Return the records in full, with every character preserved.
(Records shown Opens)
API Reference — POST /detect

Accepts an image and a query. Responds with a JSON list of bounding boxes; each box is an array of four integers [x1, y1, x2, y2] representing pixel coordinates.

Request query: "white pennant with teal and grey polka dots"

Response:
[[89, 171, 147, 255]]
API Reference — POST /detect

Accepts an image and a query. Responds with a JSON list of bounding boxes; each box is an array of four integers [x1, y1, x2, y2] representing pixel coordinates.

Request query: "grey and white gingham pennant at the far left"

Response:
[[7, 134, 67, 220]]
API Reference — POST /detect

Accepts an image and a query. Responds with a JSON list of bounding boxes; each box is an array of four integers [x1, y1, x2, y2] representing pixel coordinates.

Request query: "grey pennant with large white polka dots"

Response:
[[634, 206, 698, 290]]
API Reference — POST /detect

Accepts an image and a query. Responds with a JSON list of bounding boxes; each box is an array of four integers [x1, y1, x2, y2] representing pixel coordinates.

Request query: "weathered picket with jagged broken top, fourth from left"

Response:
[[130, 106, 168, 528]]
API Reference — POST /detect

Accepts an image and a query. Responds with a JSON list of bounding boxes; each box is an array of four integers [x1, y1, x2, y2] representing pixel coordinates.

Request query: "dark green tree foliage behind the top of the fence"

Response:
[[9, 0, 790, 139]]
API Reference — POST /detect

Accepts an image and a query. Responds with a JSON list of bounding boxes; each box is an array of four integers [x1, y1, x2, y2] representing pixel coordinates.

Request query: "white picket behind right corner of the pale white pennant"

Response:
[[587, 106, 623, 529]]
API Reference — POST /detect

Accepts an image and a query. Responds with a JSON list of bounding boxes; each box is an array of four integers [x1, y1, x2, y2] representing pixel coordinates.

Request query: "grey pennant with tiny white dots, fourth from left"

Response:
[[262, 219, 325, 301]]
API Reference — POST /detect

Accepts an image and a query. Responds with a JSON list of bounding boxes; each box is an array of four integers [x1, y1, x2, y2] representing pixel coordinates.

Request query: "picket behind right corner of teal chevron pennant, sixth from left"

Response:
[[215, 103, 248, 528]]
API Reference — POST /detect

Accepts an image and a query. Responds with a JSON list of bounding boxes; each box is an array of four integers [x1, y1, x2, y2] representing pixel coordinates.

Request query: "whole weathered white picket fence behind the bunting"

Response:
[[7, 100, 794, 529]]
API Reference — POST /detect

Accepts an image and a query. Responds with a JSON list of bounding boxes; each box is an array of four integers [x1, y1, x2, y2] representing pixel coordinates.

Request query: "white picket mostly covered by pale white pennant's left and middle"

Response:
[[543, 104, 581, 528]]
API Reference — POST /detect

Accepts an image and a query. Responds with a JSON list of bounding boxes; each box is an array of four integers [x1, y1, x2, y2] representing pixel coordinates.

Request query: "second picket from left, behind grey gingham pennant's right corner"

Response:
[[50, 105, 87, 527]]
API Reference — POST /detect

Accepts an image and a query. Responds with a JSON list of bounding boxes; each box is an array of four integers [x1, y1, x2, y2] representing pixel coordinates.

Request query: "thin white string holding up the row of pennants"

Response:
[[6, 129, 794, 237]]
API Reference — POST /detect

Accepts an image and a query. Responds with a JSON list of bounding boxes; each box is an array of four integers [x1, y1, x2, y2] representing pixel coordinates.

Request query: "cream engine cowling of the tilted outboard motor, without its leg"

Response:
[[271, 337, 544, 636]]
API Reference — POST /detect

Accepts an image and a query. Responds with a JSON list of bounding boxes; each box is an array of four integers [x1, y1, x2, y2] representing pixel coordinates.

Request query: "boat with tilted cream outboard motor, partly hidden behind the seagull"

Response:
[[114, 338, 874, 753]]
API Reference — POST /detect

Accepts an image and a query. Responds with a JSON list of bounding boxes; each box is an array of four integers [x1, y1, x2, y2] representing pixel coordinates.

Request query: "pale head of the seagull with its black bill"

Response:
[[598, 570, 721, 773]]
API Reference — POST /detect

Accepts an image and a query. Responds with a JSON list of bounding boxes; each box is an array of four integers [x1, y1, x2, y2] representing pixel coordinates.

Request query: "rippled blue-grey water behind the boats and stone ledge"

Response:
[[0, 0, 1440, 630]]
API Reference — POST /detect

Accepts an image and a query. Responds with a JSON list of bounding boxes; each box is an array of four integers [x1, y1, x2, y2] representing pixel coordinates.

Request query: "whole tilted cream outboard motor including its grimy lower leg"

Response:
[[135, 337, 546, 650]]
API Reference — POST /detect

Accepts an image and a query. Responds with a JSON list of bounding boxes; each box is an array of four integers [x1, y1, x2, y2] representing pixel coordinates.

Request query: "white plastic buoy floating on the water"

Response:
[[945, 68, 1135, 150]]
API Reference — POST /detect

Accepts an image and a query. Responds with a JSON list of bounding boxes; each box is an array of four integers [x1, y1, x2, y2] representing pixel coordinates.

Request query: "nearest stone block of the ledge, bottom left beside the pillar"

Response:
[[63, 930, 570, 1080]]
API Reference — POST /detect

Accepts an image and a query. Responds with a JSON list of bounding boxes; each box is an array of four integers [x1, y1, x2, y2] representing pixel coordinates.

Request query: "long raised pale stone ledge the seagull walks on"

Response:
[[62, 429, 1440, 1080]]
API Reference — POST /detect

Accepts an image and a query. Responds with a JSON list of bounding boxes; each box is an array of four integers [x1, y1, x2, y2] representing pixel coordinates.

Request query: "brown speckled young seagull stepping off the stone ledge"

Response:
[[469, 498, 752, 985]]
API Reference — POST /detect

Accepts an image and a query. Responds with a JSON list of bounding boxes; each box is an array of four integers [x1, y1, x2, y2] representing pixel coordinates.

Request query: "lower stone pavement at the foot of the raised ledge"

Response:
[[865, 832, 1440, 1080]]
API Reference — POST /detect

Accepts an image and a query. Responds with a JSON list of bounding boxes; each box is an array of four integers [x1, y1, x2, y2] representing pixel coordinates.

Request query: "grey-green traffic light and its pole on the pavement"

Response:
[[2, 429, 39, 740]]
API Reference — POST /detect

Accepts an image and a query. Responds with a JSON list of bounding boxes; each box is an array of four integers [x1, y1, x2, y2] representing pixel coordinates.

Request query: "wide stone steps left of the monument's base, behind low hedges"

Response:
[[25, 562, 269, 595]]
(Records shown Closes)
Answer for the task ::
API Reference — POST /detect

Accepts an image and a query. Responds with a JSON list of bounding boxes; each box is an array of four integers [x1, y1, x2, y2] representing pixel coordinates.

Request query: "white pennant with teal and grey polka dots"

Response:
[[89, 171, 147, 255]]
API Reference — POST /detect

Accepts an image and a query. Responds with a JSON list of bounding boxes; each box is an array of four integers [x1, y1, x2, y2] representing pixel coordinates.

Request query: "grey and white gingham pennant at the far left"

Response:
[[7, 134, 67, 220]]
API Reference — POST /detect

Accepts an image and a query. Responds with a JSON list of bounding boxes; each box is an array of four integers [x1, y1, x2, y2] representing pixel coordinates.

Request query: "grey pennant with large white polka dots"

Response:
[[634, 206, 698, 290]]
API Reference — POST /detect

Accepts an image and a query. Responds with a JSON list of bounding boxes; each box is an array of four integers [x1, y1, x2, y2] representing pixel coordinates.

Request query: "weathered picket with jagged broken top, fourth from left"

Response:
[[130, 106, 168, 528]]
API Reference — POST /detect

Accepts an image and a query. Responds with a JSON list of bounding boxes; each box is an array of four integers [x1, y1, x2, y2] representing pixel coordinates.

Request query: "dark green tree foliage behind the top of the fence"

Response:
[[9, 0, 790, 139]]
API Reference — POST /detect

Accepts an image and a query. Responds with a JSON list of bounding boxes; each box is an array of four integers [x1, y1, x2, y2] representing pixel coordinates.

Request query: "white picket behind right corner of the pale white pennant"

Response:
[[587, 106, 623, 529]]
API Reference — POST /detect

Accepts an image and a query. Responds with a JSON list of bounding boxes; each box is an array of four integers [x1, y1, x2, y2] representing pixel coordinates.

Request query: "grey pennant with tiny white dots, fourth from left"

Response:
[[262, 219, 325, 301]]
API Reference — POST /detect

Accepts an image and a query. Responds with a JSON list of bounding boxes; each box is an array of four integers [x1, y1, x2, y2] representing pixel coordinates.

Request query: "picket behind right corner of teal chevron pennant, sixth from left"

Response:
[[215, 103, 248, 528]]
API Reference — POST /detect

Accepts an image and a query. Responds with a JSON list of bounding boxes; each box is an array of four integers [x1, y1, x2, y2] representing pixel coordinates.

Request query: "whole weathered white picket fence behind the bunting"

Response:
[[7, 100, 794, 529]]
API Reference — POST /detect

Accepts an image and a query. Responds with a JSON list of bounding boxes; each box is an array of four integers [x1, y1, x2, y2] representing pixel coordinates.

Request query: "white picket mostly covered by pale white pennant's left and middle"

Response:
[[543, 104, 581, 528]]
API Reference — POST /detect

Accepts an image and a query. Responds with a JSON list of bounding boxes; each box is an array of four integers [x1, y1, x2, y2] representing pixel coordinates.

Request query: "second picket from left, behind grey gingham pennant's right corner"

Response:
[[50, 105, 87, 527]]
API Reference — POST /detect

Accepts an image and a query. Responds with a JSON list of bounding boxes; each box is an array of four integers [x1, y1, x2, y2] representing pixel coordinates.

Request query: "thin white string holding up the row of pennants"

Response:
[[6, 129, 794, 237]]
API Reference — POST /detect

Accepts an image and a query. Responds with a JSON list of bounding boxes; each box is an array of four integers [x1, y1, x2, y2] representing pixel coordinates.

Request query: "cream engine cowling of the tilted outboard motor, without its leg"

Response:
[[271, 337, 544, 636]]
API Reference — POST /detect

Accepts an image and a query. Responds with a JSON list of bounding boxes; each box is an array of four integers [x1, y1, x2, y2] representing pixel coordinates.

Request query: "boat with tilted cream outboard motor, partly hidden behind the seagull"

Response:
[[114, 338, 874, 753]]
API Reference — POST /detect

Accepts an image and a query. Responds with a JSON list of bounding boxes; each box is an array of four integers [x1, y1, x2, y2] representing pixel coordinates.

Request query: "pale head of the seagull with its black bill"

Response:
[[598, 570, 721, 773]]
API Reference — POST /detect

Accepts an image and a query. Responds with a JSON list of bounding boxes; each box is an array of four integers [x1, y1, x2, y2] representing pixel coordinates.

Request query: "rippled blue-grey water behind the boats and stone ledge"

Response:
[[0, 0, 1440, 630]]
API Reference — POST /detect

Accepts an image and a query. Responds with a JSON list of bounding boxes; each box is an array of four integers [x1, y1, x2, y2] representing pixel coordinates.

Request query: "whole tilted cream outboard motor including its grimy lower leg"

Response:
[[135, 337, 546, 650]]
API Reference — POST /detect

Accepts an image and a query. Responds with a JSON list of bounding boxes; each box is an array of four integers [x1, y1, x2, y2] representing pixel coordinates.

Request query: "white plastic buoy floating on the water"

Response:
[[945, 68, 1135, 150]]
API Reference — POST /detect

Accepts an image and a query. Responds with a JSON list of bounding boxes; each box is an array of four integers [x1, y1, x2, y2] representing pixel coordinates.

Request query: "nearest stone block of the ledge, bottom left beside the pillar"

Response:
[[63, 930, 570, 1080]]
API Reference — POST /detect

Accepts an image and a query. Responds with a JSON list of bounding boxes; each box is an array of four integers [x1, y1, x2, y2] representing pixel coordinates.

Request query: "long raised pale stone ledge the seagull walks on"

Response:
[[62, 429, 1440, 1080]]
API Reference — POST /detect

Accepts an image and a query. Responds with a JSON list of bounding boxes; each box is an array of four integers [x1, y1, x2, y2] representing pixel coordinates.

Request query: "brown speckled young seagull stepping off the stone ledge"

Response:
[[469, 498, 752, 985]]
API Reference — POST /detect

Accepts an image and a query. Responds with a JSON list of bounding boxes; each box is an array of four integers [x1, y1, x2, y2] representing pixel coordinates.

Request query: "lower stone pavement at the foot of the raised ledge"

Response:
[[865, 832, 1440, 1080]]
API Reference — POST /detect

Accepts an image and a query. Responds with a JSON list of bounding boxes; each box is an array of four integers [x1, y1, x2, y2] representing pixel coordinates.

Request query: "grey-green traffic light and its pole on the pavement"

Response:
[[2, 429, 39, 740]]
API Reference — POST /detect

Accepts an image and a query. Responds with a JSON list of bounding boxes; each box is an array of four integers [x1, y1, x2, y2] representing pixel coordinates.

Request query: "wide stone steps left of the monument's base, behind low hedges"

Response:
[[25, 562, 269, 595]]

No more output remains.